> [TASK INSTRUCTIONS] Copy the U.S. Postal Service release on the Alzheimer's semipostal stamp word for word, from its first line to its last.

> [SELECTED EXCERPT]
━━━━━━━━━━

U.S. Postal Service (November 2, 2017): U.S. Postal Service Previews Alzheimer’s Semipostal Fundraising Stamp Image

A few years ago, Julie began to worry about her memory. Names didn’t come as quickly. She had to work out on paper calculations she once figured out in her head, and her reading glasses seemed to have grown legs and started wandering about the house. At her annual physical, Doctor Thomas reassured her, saying that these are just the effects of aging. “I seriously doubt this is anything to worry about. You’re selling real estate, chairing the YMCA board and still medaling in masters swimming!”

Doctor Thomas was right. Julie was in good shape, working and enjoying life with her friends. Sixty-seven years old, she expected to live well into her 80s. Her concern though wasn’t how long she would live, but how well.

━━━━━━━━━━

> [DATA SECTION]
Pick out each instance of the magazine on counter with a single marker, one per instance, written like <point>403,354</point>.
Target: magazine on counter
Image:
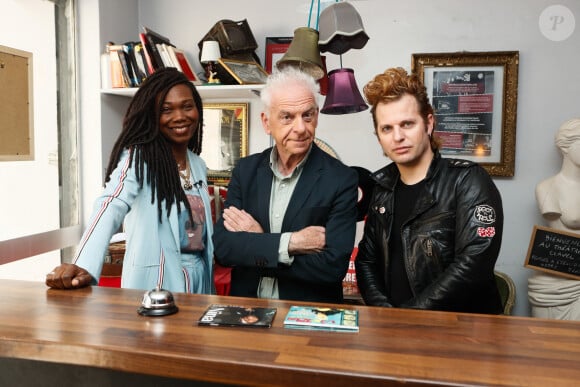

━━━━━━━━━━

> [RESPONSE TO THE EXERCISE]
U.S. Postal Service (November 2, 2017): U.S. Postal Service Previews Alzheimer’s Semipostal Fundraising Stamp Image

A few years ago, Julie began to worry about her memory. Names didn’t come as quickly. She had to work out on paper calculations she once figured out in her head, and her reading glasses seemed to have grown legs and started wandering about the house. At her annual physical, Doctor Thomas reassured her, saying that these are just the effects of aging. “I seriously doubt this is anything to worry about. You’re selling real estate, chairing the YMCA board and still medaling in masters swimming!”

Doctor Thomas was right. Julie was in good shape, working and enjoying life with her friends. Sixty-seven years old, she expected to live well into her 80s. Her concern though wasn’t how long she would live, but how well.